═══ TEXTO MOSTRADO

Aunque tratábamos de aferrarnos a la lancha, era inútil, porque el agua también se la tragaría. Algunos gritaban aterrados, otros se encerraban buscando fuerza en su interior. Algunas personas saltaron al mar, otras fueron arrojadas por la potencia del agua impactando contra ellas.

  • 5 meses ago
  • junio 5, 2024
11 min read
MArbelis, her partner and daughter | Photo courtesy of Marbelis Marbelis, her partner and daughter | Photo courtesy of Marbelis Torrealba
notas del periodista
Protagonista
Marbelis Torrealba Pineda, de 35 años, es oriunda de Barquisimeto (Venezuela). Debido a la crisis económica de Venezuela, emigró ilegalmente a Estados Unidos, perdiendo trágicamente a su hija, que padecía parálisis cerebral, durante un naufragio en Nicaragua. Actualmente reside en Wisconsin con su pareja.
Contexto
En los dos primeros meses de 2024, las detenciones de migrantes que cruzaban ilegalmente de México a Estados Unidos descendieron tras alcanzar un máximo histórico en diciembre de 2023. El mayor descenso se produjo entre los venezolanos, con 3.184 detenciones en febrero y 4.422 en enero, frente a las 49.717 de diciembre, debido a un control más estricto por parte de las autoridades de inmigración mexicanas . A pesar de ello, los venezolanos constituyeron la mayoría de los 73.166 migrantes que cruzaron el Paso del Darién en enero y febrero, una cifra que va camino de superar el récord del año pasado de más de 500.000, lo que indica la continua huida de un país asolado por la agitación política y el declive económico. Las autoridades mexicanas detuvieron a migrantes venezolanos más de 56.000 veces en febrero, casi el doble que en los dos meses anteriores, pero sólo deportaron a 429, dejando a la mayoría de los migrantes esperando en México. Debido a los riesgos de cruzar la selva del Darién, algunos migrantes optaron por la ruta marítima de 230 km desde San Andrés Island, en Colombia, hasta Corn Island, en Nicaragua. El 23 de diciembre de 2023, la Fuerza Naval del Ejército de Nicaragua rescató a más de 30 migrantes náufragos cerca de Corn Island, entre ellos 19 venezolanos, entre ellos seis menores de edad. Trágicamente, dos migrantes venezolanos, de 4 y 31 años, murieron ahogados en el incidente; la niña fue identificada como Amira, hija de Marbelis Torrealba Pineda.

WISCONSIN, Estados Unidos – Camino por el departamento en el que vivo en Wisconsin, Estados Unidos, y siento una calma que no había experimentado en los últimos años. Las cosas parecen funcionar, mi vida está tranquila y podría pensar en proyectos a largo plazo. Sin embargo, nada de esto me hace feliz. Vine hasta aquí, principalmente, por mi hija, pero ella murió durante el viaje terrorífico que debimos realizar desde Venezuela. Sin ella, nada parece tener demasiado sentido.

══════
═══ LISTADO MOSTRADO

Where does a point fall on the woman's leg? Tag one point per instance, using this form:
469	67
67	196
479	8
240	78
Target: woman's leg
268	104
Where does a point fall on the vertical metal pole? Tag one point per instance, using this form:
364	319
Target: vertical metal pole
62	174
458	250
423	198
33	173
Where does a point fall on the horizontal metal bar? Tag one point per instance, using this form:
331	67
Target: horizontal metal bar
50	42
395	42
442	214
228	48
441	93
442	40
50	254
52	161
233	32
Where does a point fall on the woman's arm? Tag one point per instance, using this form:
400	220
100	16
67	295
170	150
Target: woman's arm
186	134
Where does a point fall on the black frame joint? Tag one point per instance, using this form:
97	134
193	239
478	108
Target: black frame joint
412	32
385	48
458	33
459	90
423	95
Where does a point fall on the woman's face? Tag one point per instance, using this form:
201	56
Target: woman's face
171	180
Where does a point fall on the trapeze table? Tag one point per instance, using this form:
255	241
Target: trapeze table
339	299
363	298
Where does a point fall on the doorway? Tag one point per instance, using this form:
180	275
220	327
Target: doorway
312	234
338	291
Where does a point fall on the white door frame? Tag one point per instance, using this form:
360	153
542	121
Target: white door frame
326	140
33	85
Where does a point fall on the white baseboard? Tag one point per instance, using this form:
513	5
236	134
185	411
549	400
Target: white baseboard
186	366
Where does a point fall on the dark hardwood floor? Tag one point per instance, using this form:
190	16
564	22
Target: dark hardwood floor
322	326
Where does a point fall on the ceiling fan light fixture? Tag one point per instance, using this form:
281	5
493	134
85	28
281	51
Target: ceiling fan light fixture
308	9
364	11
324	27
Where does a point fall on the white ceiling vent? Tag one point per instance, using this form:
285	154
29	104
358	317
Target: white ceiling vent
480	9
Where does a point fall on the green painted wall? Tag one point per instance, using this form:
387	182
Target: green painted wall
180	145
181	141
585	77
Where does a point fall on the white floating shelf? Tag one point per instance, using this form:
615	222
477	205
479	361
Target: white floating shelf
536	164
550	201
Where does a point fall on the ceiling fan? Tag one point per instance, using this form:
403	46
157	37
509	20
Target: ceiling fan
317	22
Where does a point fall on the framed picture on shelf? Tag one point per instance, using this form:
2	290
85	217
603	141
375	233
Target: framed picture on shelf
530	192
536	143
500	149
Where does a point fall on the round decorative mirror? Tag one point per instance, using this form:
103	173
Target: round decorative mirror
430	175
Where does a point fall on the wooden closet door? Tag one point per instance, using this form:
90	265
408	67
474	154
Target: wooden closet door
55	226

══════

-- INSTRUCCIONES --
(a) Por favor, di si cada afirmación coincide con el texto mostrado y responde sí o no, citando literalmente las palabras del texto que lo deciden: (i) Marbelis Torrealba Pineda tiene 35 años y es de Barquisimeto. (ii) Las autoridades mexicanas deportaron a la mayoría de los venezolanos que detuvieron en febrero. (iii) La ruta marítima entre San Andrés Island y Corn Island mide 230 km.
(b) Según el texto mostrado, ¿en qué fecha rescató la Fuerza Naval del Ejército de Nicaragua a los migrantes náufragos cerca de Corn Island?
El listado no hace falta para resolver nada.

-- RESPUESTAS ESPERADAS --
(a)
(i) Sí: "Marbelis Torrealba Pineda, de 35 años, es oriunda de Barquisimeto (Venezuela)."
(ii) No: "pero sólo deportaron a 429, dejando a la mayoría de los migrantes esperando en México."
(iii) Sí: "la ruta marítima de 230 km desde San Andrés Island, en Colombia, hasta Corn Island, en Nicaragua".

(b) El 23 de diciembre de 2023.